3. Relativity-If there is no supernatural, and if human beings decide their own destiny, then meaning, values, and truth depend on the situation. What is right in one situation may be wrong in another. What is right for one person might be wrong for the next person. Whatever the group agree on becomes the basis for judging all behaviour within the group. Society creates its morals, principles, and ‘truth’ on the basis of social and economic needs. If something is useful or enough people practice it, it can be allowed or even encouraged. Relativity denies that there are objective morals and principles that should control the development of society-there are no absolutes. Rather than speaking about “truth” or right or wrong, secular people like to talk about whatever is ‘right for you”
N.B: The power that the principle of relativity has over people’s mind is illustrated by the decreasing significance of lifestyle standards among SDAs today. Church standard were based on the concept that there is a God who is actively involved in everyday life and who has the right to tell us what to do in even the most personal and intimate areas of our lives. But once a person begins to question, even unconsciously, God’s involvement in human affairs, many personal standards lose their primary reason for existence.

4. Temporality-there idea that this life is all there is. To the secular person, the afterlife, though attractive as a concept, is only wishful thinking conjured upon by those who cannot face the fears and anxieties related to death and dying. (Viz.” life is short play hard”)

What kind of person is more likely to become secular?

More educated/Less educated

What influences in the society cause people to become more secular?

1. Science (both natural and social sciences)
Most people make decisions and solve problems on the basis of science and the scientific method. They observe a situation. They gather information about it. They talk to other people who have experienced similar situations. They formulate an explanation for what they see and experiment with possible solutions. In the end they put all the information together and make a decision. And whether they know it or not, the process that they went through in making that decision is known as scientific method. The scientific way of reasoning affects everything we do and everything we believe.

Dataset records
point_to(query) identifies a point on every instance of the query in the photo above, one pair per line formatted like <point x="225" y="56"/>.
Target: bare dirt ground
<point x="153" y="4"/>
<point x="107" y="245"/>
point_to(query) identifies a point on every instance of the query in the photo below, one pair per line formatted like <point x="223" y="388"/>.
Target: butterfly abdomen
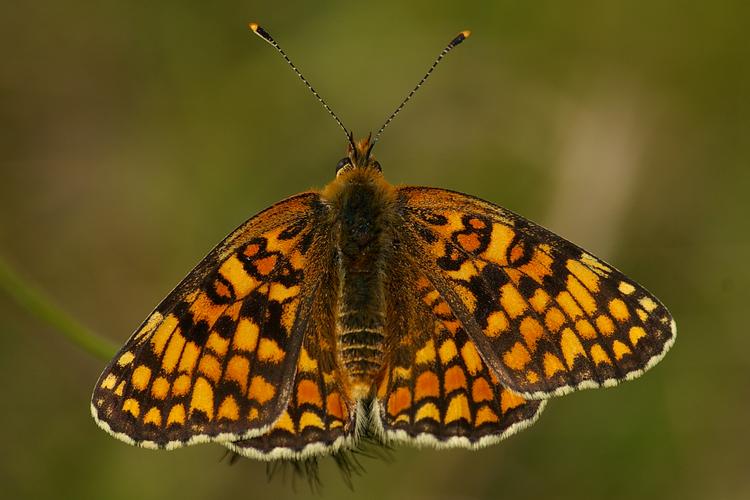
<point x="362" y="208"/>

Exercise requirements
1 – In the text on secularism, switch "afterlife" to "life after death" and write out the passage from "4. Temporality-there idea" up to and including "become more secular?".
2 – Express the lines of the listing from the line with "photo below, one" up to and including the last line of the listing as a JSON list of strings, one string per line, with blank lines and the pictures left out.
The listing has no connection to the text on secularism.

Task-by-task results
1 –
4. Temporality-there idea that this life is all there is. To the secular person, the life after death, though attractive as a concept, is only wishful thinking conjured upon by those who cannot face the fears and anxieties related to death and dying. (Viz.” life is short play hard”)

What kind of person is more likely to become secular?

More educated/Less educated

What influences in the society cause people to become more secular?

2 –
[
  "point_to(query) identifies a point on every instance of the query in the photo below, one pair per line formatted like <point x=\"223\" y=\"388\"/>.",
  "Target: butterfly abdomen",
  "<point x=\"362\" y=\"208\"/>"
]